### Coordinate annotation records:

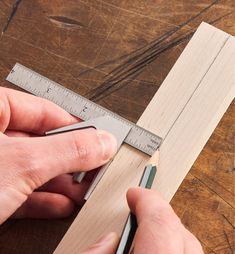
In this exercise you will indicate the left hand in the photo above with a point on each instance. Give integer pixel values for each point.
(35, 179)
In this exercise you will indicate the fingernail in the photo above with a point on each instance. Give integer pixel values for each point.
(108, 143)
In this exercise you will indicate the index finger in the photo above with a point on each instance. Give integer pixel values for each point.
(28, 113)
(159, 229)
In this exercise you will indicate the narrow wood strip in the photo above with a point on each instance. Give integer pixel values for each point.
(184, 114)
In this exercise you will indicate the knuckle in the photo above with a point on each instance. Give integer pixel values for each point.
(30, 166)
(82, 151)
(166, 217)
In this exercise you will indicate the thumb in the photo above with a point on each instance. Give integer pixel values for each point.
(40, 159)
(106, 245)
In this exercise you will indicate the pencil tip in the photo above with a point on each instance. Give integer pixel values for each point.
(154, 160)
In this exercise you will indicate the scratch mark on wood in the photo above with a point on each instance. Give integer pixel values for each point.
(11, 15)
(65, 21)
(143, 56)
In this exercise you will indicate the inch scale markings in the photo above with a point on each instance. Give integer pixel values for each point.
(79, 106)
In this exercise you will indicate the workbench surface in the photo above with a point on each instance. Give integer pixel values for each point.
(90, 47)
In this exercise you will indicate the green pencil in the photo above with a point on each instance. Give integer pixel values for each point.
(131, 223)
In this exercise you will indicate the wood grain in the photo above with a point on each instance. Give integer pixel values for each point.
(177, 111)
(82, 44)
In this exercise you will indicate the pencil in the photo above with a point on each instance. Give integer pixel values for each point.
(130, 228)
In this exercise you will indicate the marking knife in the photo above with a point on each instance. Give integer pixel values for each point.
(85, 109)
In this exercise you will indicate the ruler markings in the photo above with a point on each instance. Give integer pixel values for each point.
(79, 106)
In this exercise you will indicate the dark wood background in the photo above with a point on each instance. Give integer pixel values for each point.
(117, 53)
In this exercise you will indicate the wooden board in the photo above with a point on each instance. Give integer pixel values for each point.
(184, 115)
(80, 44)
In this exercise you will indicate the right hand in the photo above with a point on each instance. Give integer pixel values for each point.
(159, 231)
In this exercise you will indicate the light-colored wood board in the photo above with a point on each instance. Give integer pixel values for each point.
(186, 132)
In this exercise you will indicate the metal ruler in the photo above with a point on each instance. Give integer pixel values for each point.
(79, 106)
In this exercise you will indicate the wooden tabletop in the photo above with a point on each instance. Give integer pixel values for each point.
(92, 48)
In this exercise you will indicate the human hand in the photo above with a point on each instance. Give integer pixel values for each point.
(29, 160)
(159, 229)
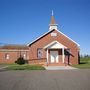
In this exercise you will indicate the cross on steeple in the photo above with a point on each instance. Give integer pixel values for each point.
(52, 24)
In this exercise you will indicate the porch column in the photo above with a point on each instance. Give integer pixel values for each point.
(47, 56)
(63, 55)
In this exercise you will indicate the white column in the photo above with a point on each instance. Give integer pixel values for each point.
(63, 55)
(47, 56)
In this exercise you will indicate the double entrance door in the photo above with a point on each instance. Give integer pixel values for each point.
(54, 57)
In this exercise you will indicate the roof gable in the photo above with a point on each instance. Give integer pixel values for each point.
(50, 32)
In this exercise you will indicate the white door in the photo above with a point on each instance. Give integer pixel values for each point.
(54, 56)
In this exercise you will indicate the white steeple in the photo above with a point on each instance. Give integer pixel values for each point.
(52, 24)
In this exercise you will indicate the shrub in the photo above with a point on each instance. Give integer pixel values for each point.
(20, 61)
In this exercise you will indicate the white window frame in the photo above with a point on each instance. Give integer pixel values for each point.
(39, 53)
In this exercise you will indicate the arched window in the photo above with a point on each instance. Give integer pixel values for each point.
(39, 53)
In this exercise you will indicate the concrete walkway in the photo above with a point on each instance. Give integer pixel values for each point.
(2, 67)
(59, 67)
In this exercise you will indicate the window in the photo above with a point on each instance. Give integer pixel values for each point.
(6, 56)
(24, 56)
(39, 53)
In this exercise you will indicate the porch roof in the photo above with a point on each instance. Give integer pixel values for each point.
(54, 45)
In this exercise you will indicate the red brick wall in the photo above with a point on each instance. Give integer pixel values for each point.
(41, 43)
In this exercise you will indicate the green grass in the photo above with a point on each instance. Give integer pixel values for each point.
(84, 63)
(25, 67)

### Work to complete:
From the line containing "In this exercise you will indicate the window" through the closing line of the material above, return every line exactly and omit all others.

### Written response:
In this exercise you will indicate the window in the photo above with a point on each instance. Give integer pixel values for each point.
(6, 56)
(24, 56)
(39, 53)
In this exercise you will indicate the porch roof in the photo above with a point on each instance. Give integer pixel values for each point.
(54, 45)
In this exercise you will indicate the red brick wall in the photo above with a point on each instance. Give integer pixel values for each point.
(41, 43)
In this exercise you will indicate the green grass in the photo above with a point on each instance. Give integer pixel values for each point.
(84, 63)
(25, 67)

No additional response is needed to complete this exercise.